### Task details
The exact lines of the listing, from its first through the line that contains "Look at the photo above. For each instance of the sliding", are to make up the answer, and pictures are to be left out.

[The input Boundary: Start]

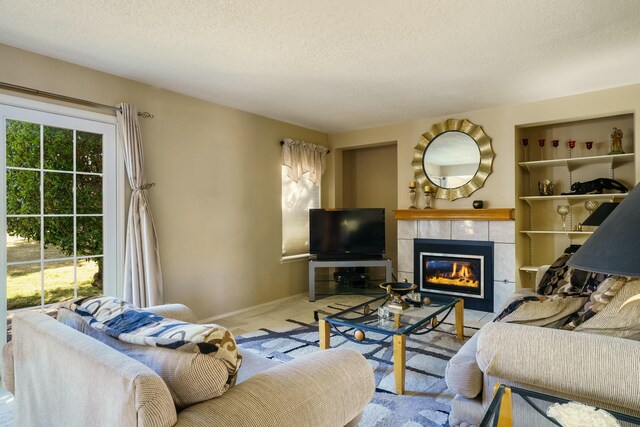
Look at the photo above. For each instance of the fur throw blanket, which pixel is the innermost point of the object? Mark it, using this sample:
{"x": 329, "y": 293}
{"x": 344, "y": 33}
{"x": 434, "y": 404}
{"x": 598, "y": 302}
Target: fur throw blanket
{"x": 125, "y": 322}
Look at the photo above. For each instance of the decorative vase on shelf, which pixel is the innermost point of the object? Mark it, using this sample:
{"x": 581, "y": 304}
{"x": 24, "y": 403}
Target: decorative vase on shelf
{"x": 428, "y": 197}
{"x": 412, "y": 194}
{"x": 563, "y": 211}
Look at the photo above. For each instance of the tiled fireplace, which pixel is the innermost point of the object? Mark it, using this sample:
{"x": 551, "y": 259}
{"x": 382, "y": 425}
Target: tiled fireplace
{"x": 500, "y": 233}
{"x": 461, "y": 268}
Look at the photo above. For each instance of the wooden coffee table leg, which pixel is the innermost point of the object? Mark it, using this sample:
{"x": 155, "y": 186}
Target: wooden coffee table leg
{"x": 325, "y": 336}
{"x": 399, "y": 361}
{"x": 460, "y": 319}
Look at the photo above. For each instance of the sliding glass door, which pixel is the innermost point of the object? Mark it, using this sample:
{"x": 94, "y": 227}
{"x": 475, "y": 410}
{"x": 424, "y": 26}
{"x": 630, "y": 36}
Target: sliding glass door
{"x": 59, "y": 212}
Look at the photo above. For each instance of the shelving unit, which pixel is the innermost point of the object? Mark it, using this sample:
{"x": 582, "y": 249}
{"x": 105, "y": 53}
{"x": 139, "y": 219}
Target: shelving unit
{"x": 541, "y": 238}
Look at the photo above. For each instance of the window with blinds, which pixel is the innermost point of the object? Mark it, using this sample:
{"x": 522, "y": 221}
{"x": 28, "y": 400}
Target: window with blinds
{"x": 297, "y": 199}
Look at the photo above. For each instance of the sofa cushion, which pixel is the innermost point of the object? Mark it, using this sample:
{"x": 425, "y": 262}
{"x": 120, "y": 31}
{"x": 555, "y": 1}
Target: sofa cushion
{"x": 190, "y": 377}
{"x": 611, "y": 320}
{"x": 598, "y": 299}
{"x": 559, "y": 278}
{"x": 462, "y": 374}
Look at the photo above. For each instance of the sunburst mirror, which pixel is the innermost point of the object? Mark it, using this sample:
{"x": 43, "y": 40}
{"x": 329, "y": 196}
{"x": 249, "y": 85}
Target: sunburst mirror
{"x": 454, "y": 157}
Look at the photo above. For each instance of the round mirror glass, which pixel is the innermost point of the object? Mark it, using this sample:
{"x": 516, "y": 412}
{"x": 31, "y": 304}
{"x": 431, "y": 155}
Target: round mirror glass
{"x": 451, "y": 159}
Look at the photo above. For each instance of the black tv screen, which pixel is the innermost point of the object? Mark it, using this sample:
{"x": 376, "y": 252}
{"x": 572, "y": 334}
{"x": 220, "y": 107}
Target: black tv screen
{"x": 346, "y": 233}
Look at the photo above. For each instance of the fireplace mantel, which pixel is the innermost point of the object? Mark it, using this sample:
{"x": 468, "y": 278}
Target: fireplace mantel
{"x": 498, "y": 214}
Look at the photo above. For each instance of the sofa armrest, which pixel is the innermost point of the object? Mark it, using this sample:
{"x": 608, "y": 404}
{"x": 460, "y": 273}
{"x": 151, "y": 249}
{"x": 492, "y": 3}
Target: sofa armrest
{"x": 174, "y": 311}
{"x": 462, "y": 374}
{"x": 66, "y": 378}
{"x": 8, "y": 382}
{"x": 595, "y": 367}
{"x": 327, "y": 388}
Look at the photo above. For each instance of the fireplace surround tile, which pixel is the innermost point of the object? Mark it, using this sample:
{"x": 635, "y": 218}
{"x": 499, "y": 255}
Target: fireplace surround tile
{"x": 405, "y": 255}
{"x": 502, "y": 231}
{"x": 501, "y": 291}
{"x": 434, "y": 229}
{"x": 504, "y": 260}
{"x": 470, "y": 230}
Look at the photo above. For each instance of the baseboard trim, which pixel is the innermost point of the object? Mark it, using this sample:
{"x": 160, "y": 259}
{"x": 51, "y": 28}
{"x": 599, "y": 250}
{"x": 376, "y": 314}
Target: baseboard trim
{"x": 244, "y": 310}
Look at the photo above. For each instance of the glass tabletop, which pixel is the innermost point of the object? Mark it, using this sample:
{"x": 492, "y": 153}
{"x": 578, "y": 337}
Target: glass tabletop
{"x": 533, "y": 410}
{"x": 366, "y": 316}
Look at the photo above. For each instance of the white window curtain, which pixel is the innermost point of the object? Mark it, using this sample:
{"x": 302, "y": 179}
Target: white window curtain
{"x": 302, "y": 167}
{"x": 302, "y": 157}
{"x": 142, "y": 272}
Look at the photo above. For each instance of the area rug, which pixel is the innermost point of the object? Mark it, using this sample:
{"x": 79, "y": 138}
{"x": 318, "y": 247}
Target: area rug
{"x": 426, "y": 402}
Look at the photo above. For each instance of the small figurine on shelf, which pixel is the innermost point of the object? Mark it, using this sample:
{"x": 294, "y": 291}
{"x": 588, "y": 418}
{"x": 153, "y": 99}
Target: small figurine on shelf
{"x": 597, "y": 185}
{"x": 572, "y": 145}
{"x": 525, "y": 143}
{"x": 616, "y": 142}
{"x": 563, "y": 211}
{"x": 555, "y": 144}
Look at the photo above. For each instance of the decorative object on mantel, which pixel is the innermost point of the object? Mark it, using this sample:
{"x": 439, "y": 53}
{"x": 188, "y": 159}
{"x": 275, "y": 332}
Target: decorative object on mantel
{"x": 616, "y": 142}
{"x": 613, "y": 247}
{"x": 545, "y": 188}
{"x": 490, "y": 214}
{"x": 428, "y": 197}
{"x": 596, "y": 185}
{"x": 563, "y": 211}
{"x": 472, "y": 161}
{"x": 412, "y": 194}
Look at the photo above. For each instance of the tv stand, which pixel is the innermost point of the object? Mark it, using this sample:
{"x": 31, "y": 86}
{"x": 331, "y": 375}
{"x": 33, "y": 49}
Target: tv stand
{"x": 314, "y": 263}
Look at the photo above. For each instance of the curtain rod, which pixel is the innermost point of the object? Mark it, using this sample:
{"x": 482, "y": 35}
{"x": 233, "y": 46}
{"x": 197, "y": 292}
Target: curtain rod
{"x": 282, "y": 143}
{"x": 31, "y": 91}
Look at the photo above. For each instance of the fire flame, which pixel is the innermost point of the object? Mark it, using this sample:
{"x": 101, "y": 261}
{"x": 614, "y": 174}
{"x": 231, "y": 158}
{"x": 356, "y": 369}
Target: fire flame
{"x": 461, "y": 275}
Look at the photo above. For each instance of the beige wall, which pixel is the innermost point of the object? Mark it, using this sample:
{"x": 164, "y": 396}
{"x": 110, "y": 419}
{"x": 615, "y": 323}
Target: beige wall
{"x": 216, "y": 202}
{"x": 370, "y": 181}
{"x": 499, "y": 124}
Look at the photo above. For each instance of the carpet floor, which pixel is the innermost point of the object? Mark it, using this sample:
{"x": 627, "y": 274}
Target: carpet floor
{"x": 426, "y": 402}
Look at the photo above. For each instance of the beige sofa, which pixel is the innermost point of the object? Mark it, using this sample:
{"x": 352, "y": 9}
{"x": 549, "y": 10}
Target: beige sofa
{"x": 62, "y": 377}
{"x": 581, "y": 365}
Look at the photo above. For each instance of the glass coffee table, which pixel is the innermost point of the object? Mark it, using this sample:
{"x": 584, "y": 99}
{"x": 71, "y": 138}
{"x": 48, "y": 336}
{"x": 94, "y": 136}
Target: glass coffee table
{"x": 356, "y": 322}
{"x": 500, "y": 412}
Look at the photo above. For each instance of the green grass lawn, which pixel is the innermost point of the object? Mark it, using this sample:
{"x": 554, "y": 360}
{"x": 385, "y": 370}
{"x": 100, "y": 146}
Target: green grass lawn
{"x": 23, "y": 281}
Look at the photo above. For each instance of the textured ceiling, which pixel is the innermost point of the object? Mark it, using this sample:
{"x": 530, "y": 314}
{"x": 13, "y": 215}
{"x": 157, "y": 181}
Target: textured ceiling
{"x": 338, "y": 65}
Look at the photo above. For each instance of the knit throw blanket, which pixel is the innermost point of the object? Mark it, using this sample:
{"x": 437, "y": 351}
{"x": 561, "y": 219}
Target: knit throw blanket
{"x": 125, "y": 322}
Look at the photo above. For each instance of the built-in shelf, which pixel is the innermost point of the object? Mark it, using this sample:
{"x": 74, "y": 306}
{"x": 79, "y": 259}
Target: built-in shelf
{"x": 498, "y": 214}
{"x": 557, "y": 232}
{"x": 540, "y": 238}
{"x": 574, "y": 162}
{"x": 575, "y": 198}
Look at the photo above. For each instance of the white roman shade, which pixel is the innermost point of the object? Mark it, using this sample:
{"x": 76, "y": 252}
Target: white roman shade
{"x": 302, "y": 167}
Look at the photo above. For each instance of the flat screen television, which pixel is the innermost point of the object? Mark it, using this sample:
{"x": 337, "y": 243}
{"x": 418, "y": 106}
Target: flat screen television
{"x": 356, "y": 233}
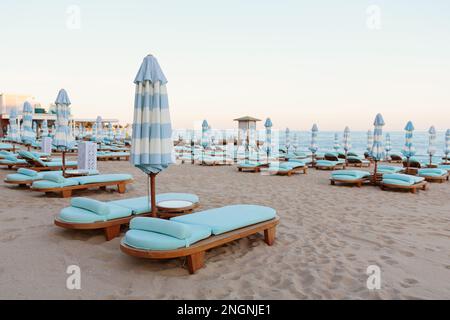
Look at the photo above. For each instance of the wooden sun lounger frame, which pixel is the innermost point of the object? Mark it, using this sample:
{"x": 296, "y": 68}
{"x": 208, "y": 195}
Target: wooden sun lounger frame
{"x": 413, "y": 188}
{"x": 195, "y": 253}
{"x": 357, "y": 182}
{"x": 66, "y": 192}
{"x": 111, "y": 227}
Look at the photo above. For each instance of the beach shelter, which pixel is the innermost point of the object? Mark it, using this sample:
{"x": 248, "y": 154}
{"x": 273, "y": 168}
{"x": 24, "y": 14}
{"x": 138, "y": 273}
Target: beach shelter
{"x": 447, "y": 144}
{"x": 151, "y": 147}
{"x": 431, "y": 143}
{"x": 268, "y": 125}
{"x": 313, "y": 146}
{"x": 62, "y": 140}
{"x": 28, "y": 136}
{"x": 377, "y": 151}
{"x": 387, "y": 145}
{"x": 408, "y": 149}
{"x": 336, "y": 144}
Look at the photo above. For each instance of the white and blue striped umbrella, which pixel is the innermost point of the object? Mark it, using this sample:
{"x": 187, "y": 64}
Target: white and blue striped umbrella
{"x": 431, "y": 141}
{"x": 152, "y": 130}
{"x": 99, "y": 137}
{"x": 336, "y": 144}
{"x": 369, "y": 141}
{"x": 387, "y": 146}
{"x": 13, "y": 133}
{"x": 346, "y": 141}
{"x": 287, "y": 142}
{"x": 268, "y": 126}
{"x": 28, "y": 136}
{"x": 408, "y": 149}
{"x": 205, "y": 137}
{"x": 62, "y": 139}
{"x": 447, "y": 143}
{"x": 44, "y": 128}
{"x": 313, "y": 146}
{"x": 377, "y": 152}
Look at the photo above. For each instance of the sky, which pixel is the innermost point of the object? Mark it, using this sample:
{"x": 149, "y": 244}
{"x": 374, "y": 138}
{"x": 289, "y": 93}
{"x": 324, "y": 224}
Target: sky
{"x": 334, "y": 63}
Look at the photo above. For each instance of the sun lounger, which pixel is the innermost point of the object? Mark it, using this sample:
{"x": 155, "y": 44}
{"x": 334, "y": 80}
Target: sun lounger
{"x": 329, "y": 165}
{"x": 52, "y": 183}
{"x": 433, "y": 174}
{"x": 403, "y": 181}
{"x": 88, "y": 214}
{"x": 191, "y": 235}
{"x": 251, "y": 166}
{"x": 352, "y": 177}
{"x": 357, "y": 162}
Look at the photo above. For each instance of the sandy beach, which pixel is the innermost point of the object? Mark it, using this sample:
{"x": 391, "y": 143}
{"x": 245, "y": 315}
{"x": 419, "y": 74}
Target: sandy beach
{"x": 327, "y": 237}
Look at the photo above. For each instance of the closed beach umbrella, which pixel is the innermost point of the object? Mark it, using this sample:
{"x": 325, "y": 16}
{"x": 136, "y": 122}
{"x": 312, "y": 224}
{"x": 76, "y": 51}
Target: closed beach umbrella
{"x": 377, "y": 151}
{"x": 431, "y": 143}
{"x": 313, "y": 146}
{"x": 62, "y": 140}
{"x": 268, "y": 126}
{"x": 151, "y": 147}
{"x": 447, "y": 144}
{"x": 44, "y": 128}
{"x": 28, "y": 135}
{"x": 408, "y": 149}
{"x": 287, "y": 142}
{"x": 336, "y": 145}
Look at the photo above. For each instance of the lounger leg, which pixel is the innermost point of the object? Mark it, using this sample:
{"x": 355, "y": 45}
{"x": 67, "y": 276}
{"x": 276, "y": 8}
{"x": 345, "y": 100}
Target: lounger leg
{"x": 269, "y": 236}
{"x": 121, "y": 187}
{"x": 112, "y": 232}
{"x": 67, "y": 193}
{"x": 196, "y": 261}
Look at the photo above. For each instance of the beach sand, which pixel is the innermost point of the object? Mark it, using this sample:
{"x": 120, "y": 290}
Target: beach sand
{"x": 327, "y": 237}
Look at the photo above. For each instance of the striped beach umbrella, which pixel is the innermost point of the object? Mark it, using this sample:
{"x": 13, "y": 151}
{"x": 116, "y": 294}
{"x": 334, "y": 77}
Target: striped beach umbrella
{"x": 336, "y": 144}
{"x": 62, "y": 140}
{"x": 377, "y": 151}
{"x": 287, "y": 141}
{"x": 313, "y": 146}
{"x": 13, "y": 132}
{"x": 151, "y": 147}
{"x": 431, "y": 143}
{"x": 44, "y": 128}
{"x": 408, "y": 149}
{"x": 447, "y": 144}
{"x": 28, "y": 136}
{"x": 268, "y": 125}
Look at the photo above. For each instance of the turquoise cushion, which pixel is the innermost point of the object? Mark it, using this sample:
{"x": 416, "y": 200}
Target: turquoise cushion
{"x": 27, "y": 172}
{"x": 46, "y": 184}
{"x": 103, "y": 178}
{"x": 142, "y": 205}
{"x": 228, "y": 218}
{"x": 167, "y": 227}
{"x": 80, "y": 215}
{"x": 148, "y": 240}
{"x": 54, "y": 177}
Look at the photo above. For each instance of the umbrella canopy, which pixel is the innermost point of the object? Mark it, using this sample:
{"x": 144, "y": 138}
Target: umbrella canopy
{"x": 13, "y": 133}
{"x": 28, "y": 135}
{"x": 408, "y": 149}
{"x": 44, "y": 128}
{"x": 346, "y": 141}
{"x": 336, "y": 144}
{"x": 313, "y": 147}
{"x": 447, "y": 142}
{"x": 205, "y": 129}
{"x": 62, "y": 139}
{"x": 268, "y": 126}
{"x": 369, "y": 141}
{"x": 377, "y": 152}
{"x": 152, "y": 130}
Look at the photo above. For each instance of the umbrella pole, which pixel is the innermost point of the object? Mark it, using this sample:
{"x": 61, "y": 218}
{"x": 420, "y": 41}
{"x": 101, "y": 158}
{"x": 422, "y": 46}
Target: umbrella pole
{"x": 152, "y": 177}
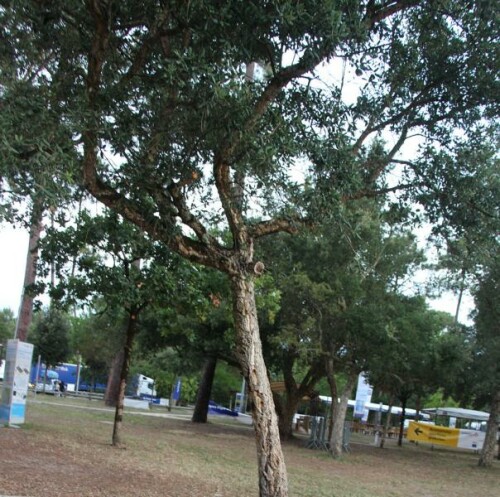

[The input Boundary: End]

### Exercise output
Look at the photo above. For each instance of the fur throw blanket, which pixel is the innermost point of the object? Mark it, using this sample:
{"x": 329, "y": 293}
{"x": 344, "y": 33}
{"x": 434, "y": 404}
{"x": 598, "y": 302}
Target: fur throw blanket
{"x": 125, "y": 322}
Look at the photo above. For each instance of the decorative vase on shelf, which pixel is the innermost point of the object? Mark it, using this sample:
{"x": 581, "y": 304}
{"x": 24, "y": 403}
Target: decorative vase on shelf
{"x": 428, "y": 197}
{"x": 412, "y": 194}
{"x": 563, "y": 211}
Look at the photo above. For each instance of the tiled fireplace, which pixel is the innermost point of the object? Mark it, using this sample:
{"x": 551, "y": 259}
{"x": 382, "y": 425}
Target: tiled fireplace
{"x": 500, "y": 233}
{"x": 461, "y": 268}
Look at the photo above. For each instance of the wooden coffee table leg, which pixel is the innermost point of the object? Mark it, using this sample:
{"x": 155, "y": 186}
Target: wooden coffee table leg
{"x": 325, "y": 336}
{"x": 399, "y": 361}
{"x": 460, "y": 319}
Look at the photo above. For each instance of the sliding glass door, which pixel is the innermost point of the object? Mark it, using this sample:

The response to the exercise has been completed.